Would you return every entry below without a single difference?

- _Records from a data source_
>>
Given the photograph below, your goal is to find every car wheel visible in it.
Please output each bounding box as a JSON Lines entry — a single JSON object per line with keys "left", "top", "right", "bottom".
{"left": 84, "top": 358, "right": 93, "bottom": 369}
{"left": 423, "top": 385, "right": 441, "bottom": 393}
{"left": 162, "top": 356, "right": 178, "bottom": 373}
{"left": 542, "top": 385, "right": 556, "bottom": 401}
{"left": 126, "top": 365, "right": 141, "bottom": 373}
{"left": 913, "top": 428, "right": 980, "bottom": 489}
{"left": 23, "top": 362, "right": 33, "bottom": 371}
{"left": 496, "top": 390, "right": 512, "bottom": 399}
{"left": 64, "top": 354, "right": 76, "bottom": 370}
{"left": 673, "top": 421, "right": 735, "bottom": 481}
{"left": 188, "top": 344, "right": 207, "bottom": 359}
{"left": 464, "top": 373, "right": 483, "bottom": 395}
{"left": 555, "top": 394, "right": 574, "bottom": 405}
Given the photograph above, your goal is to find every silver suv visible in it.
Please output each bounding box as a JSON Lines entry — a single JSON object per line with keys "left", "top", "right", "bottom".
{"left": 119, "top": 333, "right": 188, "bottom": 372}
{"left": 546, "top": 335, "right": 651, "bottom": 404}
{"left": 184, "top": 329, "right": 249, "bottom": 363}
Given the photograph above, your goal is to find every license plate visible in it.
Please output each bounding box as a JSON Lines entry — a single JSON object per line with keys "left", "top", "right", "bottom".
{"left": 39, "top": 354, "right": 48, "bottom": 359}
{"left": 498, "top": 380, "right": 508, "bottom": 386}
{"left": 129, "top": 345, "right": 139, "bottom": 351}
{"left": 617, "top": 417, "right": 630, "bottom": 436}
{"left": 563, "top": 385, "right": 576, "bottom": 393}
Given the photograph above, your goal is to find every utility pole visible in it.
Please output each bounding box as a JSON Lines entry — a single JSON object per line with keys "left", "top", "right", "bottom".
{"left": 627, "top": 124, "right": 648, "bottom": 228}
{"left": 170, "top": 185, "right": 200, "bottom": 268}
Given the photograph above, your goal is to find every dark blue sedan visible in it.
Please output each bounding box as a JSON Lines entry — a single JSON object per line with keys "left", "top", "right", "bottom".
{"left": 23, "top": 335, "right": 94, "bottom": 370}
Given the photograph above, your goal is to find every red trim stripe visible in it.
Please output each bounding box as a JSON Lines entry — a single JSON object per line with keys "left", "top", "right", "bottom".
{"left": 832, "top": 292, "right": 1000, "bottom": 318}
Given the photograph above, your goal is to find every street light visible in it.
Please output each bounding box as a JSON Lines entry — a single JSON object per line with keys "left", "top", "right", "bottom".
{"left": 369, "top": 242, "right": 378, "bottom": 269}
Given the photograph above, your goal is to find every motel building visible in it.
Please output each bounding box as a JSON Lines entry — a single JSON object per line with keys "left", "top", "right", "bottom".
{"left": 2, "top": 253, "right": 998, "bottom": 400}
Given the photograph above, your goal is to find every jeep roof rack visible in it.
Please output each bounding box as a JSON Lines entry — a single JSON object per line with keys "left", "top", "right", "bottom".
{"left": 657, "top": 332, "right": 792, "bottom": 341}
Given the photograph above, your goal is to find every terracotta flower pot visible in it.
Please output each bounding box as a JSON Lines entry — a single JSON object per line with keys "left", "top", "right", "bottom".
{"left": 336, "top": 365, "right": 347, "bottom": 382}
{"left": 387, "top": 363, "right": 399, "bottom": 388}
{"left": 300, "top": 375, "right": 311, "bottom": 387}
<<
- _Problem solution_
Given the photograph below, your goal is to find every car wheel visible in it.
Please output each bounding box as a JSON Lines entry — a single JSON object per line with keys "left", "top", "right", "bottom".
{"left": 84, "top": 358, "right": 93, "bottom": 369}
{"left": 423, "top": 385, "right": 441, "bottom": 393}
{"left": 162, "top": 356, "right": 178, "bottom": 373}
{"left": 542, "top": 385, "right": 556, "bottom": 401}
{"left": 126, "top": 365, "right": 141, "bottom": 373}
{"left": 913, "top": 428, "right": 980, "bottom": 489}
{"left": 23, "top": 362, "right": 33, "bottom": 371}
{"left": 496, "top": 390, "right": 512, "bottom": 399}
{"left": 64, "top": 354, "right": 76, "bottom": 370}
{"left": 673, "top": 421, "right": 735, "bottom": 481}
{"left": 188, "top": 344, "right": 207, "bottom": 359}
{"left": 464, "top": 373, "right": 483, "bottom": 395}
{"left": 555, "top": 394, "right": 574, "bottom": 405}
Given the photograph above, your goal is to find every silver suv visible in it.
Please output each bounding box as a JSON Lines entry — a single JSON object per line with keys "left", "top", "right", "bottom".
{"left": 119, "top": 333, "right": 188, "bottom": 372}
{"left": 546, "top": 335, "right": 651, "bottom": 404}
{"left": 184, "top": 329, "right": 249, "bottom": 363}
Given the photograph above, your goal is to find every license plate visible in it.
Please output each bounding box as a JSON Lines entry — a single JSON object per line with keys "left", "top", "right", "bottom".
{"left": 39, "top": 354, "right": 48, "bottom": 359}
{"left": 498, "top": 380, "right": 508, "bottom": 386}
{"left": 129, "top": 345, "right": 139, "bottom": 351}
{"left": 617, "top": 417, "right": 630, "bottom": 436}
{"left": 563, "top": 385, "right": 576, "bottom": 393}
Given the photograph above, your goal is to find every utility pole visible in it.
Please output each bounding box as a JSON Lines entry — a single JSON object per line with keys "left", "top", "right", "bottom".
{"left": 627, "top": 124, "right": 648, "bottom": 228}
{"left": 170, "top": 185, "right": 200, "bottom": 268}
Given the photograph above, your goal is to find every dark blue sedan visible in it.
Please output each bounding box as a JSON Lines entry — a single JSON object per line with keys "left", "top", "right", "bottom".
{"left": 23, "top": 335, "right": 94, "bottom": 370}
Given the photograph above, your goal is to find every red trim stripe visible in it.
Please output each bounding box as a JSON Lines entry — a single JSON object per line with keys "left", "top", "right", "bottom".
{"left": 832, "top": 292, "right": 1000, "bottom": 318}
Given the photograph above, your goal is to find every street light visible in it.
Please output each bounding box as a JSON Lines entry — a single JSON object per line with keys "left", "top", "right", "bottom".
{"left": 369, "top": 242, "right": 378, "bottom": 269}
Given the photograph above, your goal is to find every motel building visible in it.
Please output each bounding box as a JSON Lines entry — a single JSON object per line with keys "left", "top", "right", "bottom".
{"left": 2, "top": 253, "right": 998, "bottom": 400}
Given the photograph above, your goal is to find every jeep roof rack visible in it.
Please output each bounding box as a JSON Lines entry — a single JSON object per line with keys "left", "top", "right", "bottom".
{"left": 657, "top": 332, "right": 792, "bottom": 341}
Given the photograph above, your goal is to find every terracotta flower pot visible in it.
Please output each bounding box as a JSON Lines entry — a single JSON object per line with keys "left", "top", "right", "bottom".
{"left": 336, "top": 365, "right": 347, "bottom": 382}
{"left": 387, "top": 363, "right": 399, "bottom": 388}
{"left": 300, "top": 375, "right": 311, "bottom": 387}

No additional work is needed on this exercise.